**What is being asked**
Set down every line of the listing below word for word, leaving out the pictures.

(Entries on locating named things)

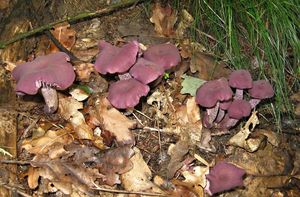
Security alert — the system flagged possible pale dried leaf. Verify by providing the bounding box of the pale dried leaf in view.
[121,147,162,193]
[182,166,209,188]
[96,97,136,144]
[227,111,263,152]
[50,22,76,53]
[74,63,95,82]
[150,2,177,36]
[58,97,83,120]
[70,88,89,101]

**Problem solution**
Security alert — the system flagged possible pale dried leaf. Verify by providing the bounding box of the pale dried leaf in view.
[121,147,162,193]
[182,166,209,188]
[96,97,136,144]
[227,111,263,152]
[50,22,76,53]
[74,63,95,82]
[150,2,177,36]
[58,97,83,120]
[70,88,89,101]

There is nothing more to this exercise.